## WRITTEN PROBLEM
Return every line of the entries below verbatim, leaving the pictures out of your response.

++++ DATASET EXTRACT ++++

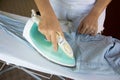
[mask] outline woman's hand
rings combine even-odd
[[[87,15],[78,27],[78,33],[96,35],[98,31],[98,17]]]
[[[52,42],[54,50],[57,51],[56,32],[59,32],[63,37],[64,35],[56,16],[48,14],[41,16],[41,22],[39,24],[38,30],[45,35],[48,41]]]

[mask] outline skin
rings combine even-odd
[[[60,23],[49,0],[34,1],[41,13],[41,22],[38,30],[45,35],[47,40],[52,42],[54,50],[57,51],[56,32],[59,32],[64,37]],[[98,30],[98,18],[110,2],[111,0],[96,0],[95,6],[78,26],[78,33],[96,35]]]

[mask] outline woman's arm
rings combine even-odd
[[[78,32],[81,34],[97,34],[98,18],[110,2],[111,0],[96,0],[90,13],[80,23]]]
[[[57,50],[57,36],[56,32],[63,32],[59,21],[50,5],[49,0],[34,0],[41,14],[41,22],[38,30],[45,35],[47,40],[53,43],[53,47]]]

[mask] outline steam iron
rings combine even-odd
[[[40,16],[32,10],[32,17],[25,25],[23,36],[25,39],[45,58],[63,66],[75,66],[73,51],[68,42],[57,35],[58,50],[54,51],[52,43],[47,41],[45,36],[38,31]]]

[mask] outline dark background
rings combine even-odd
[[[120,0],[112,0],[107,7],[104,27],[104,35],[120,39]]]

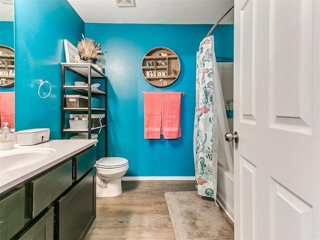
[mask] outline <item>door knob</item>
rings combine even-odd
[[[232,134],[231,132],[227,132],[224,135],[224,138],[227,142],[231,142],[232,140],[234,140],[234,142],[238,144],[239,142],[239,134],[238,132],[235,132],[234,134]]]

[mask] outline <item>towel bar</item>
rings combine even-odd
[[[144,94],[144,92],[142,92],[142,94]],[[184,94],[184,94],[184,92],[181,92],[181,95],[182,95],[182,96],[184,96]]]

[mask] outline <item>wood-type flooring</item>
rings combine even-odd
[[[196,190],[194,181],[122,181],[122,192],[97,198],[85,240],[174,240],[164,194]]]

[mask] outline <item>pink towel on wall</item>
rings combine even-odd
[[[161,92],[144,92],[144,138],[160,139],[162,108]]]
[[[162,134],[164,139],[174,139],[181,136],[180,112],[181,92],[162,92]]]
[[[1,124],[5,122],[14,128],[14,92],[0,92],[0,121]]]

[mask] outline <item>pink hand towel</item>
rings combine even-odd
[[[1,124],[5,122],[14,128],[14,92],[4,92],[0,97],[0,118]]]
[[[162,96],[162,134],[164,139],[181,136],[181,92],[167,92]]]
[[[144,94],[144,138],[160,139],[161,136],[162,94]]]

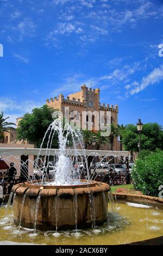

++++

## RESULT OF THIS TASK
[mask] outline woman's hand
rings combine even-odd
[[[87,15],[78,27],[78,33],[96,35],[98,31],[98,17]]]
[[[52,42],[54,50],[57,51],[56,32],[59,32],[63,37],[64,35],[56,16],[48,14],[41,16],[41,22],[39,24],[38,30],[45,35],[48,41]]]

[mask] outline skin
rings combine even-odd
[[[60,23],[49,0],[34,1],[41,13],[41,22],[38,30],[45,35],[47,40],[52,42],[54,50],[57,51],[56,32],[59,32],[64,37]],[[98,30],[98,18],[110,2],[111,0],[96,0],[95,6],[78,26],[78,33],[96,35]]]

[mask] outline woman's arm
rings combine even-odd
[[[78,32],[81,34],[97,34],[98,18],[110,2],[111,0],[96,0],[90,13],[80,23]]]
[[[57,50],[57,36],[56,32],[63,32],[59,21],[50,5],[49,0],[34,0],[41,14],[41,22],[38,30],[45,35],[47,40],[53,43],[53,47]]]

[mask] outline steam iron
rings combine even-odd
[[[40,16],[32,10],[32,17],[25,25],[23,36],[25,39],[45,58],[63,66],[75,66],[73,51],[68,42],[57,35],[58,50],[54,51],[52,43],[47,41],[45,36],[38,31]]]

[mask] outline dark background
rings combine even-odd
[[[120,0],[112,0],[107,7],[104,27],[104,35],[120,39]]]

[mask] outline <item>door knob</item>
rings combine even-odd
[[[232,134],[231,132],[227,132],[224,135],[224,138],[227,142],[231,142],[232,140],[234,140],[234,142],[238,144],[239,142],[239,134],[238,132],[235,132],[234,134]]]

[mask] outline <item>towel bar</item>
rings combine even-odd
[[[144,94],[144,92],[142,92],[142,94]],[[184,94],[184,94],[184,92],[181,92],[181,95],[182,95],[182,96],[184,96]]]

[mask] outline <item>wood-type flooring</item>
rings combine even-odd
[[[196,190],[194,181],[122,181],[122,192],[97,198],[85,240],[174,240],[164,194]]]

[mask] outline <item>pink towel on wall</item>
rings combine even-odd
[[[161,92],[144,92],[144,138],[160,139],[162,108]]]
[[[162,134],[164,139],[174,139],[181,136],[180,112],[181,92],[162,92]]]
[[[1,124],[5,122],[14,128],[14,92],[0,92],[0,121]]]

[mask] outline <item>pink hand towel</item>
rings combine even-odd
[[[1,124],[5,122],[14,128],[14,92],[4,92],[0,97],[0,118]]]
[[[162,96],[162,134],[164,139],[181,136],[181,92],[167,92]]]
[[[144,94],[144,138],[160,139],[161,136],[162,94]]]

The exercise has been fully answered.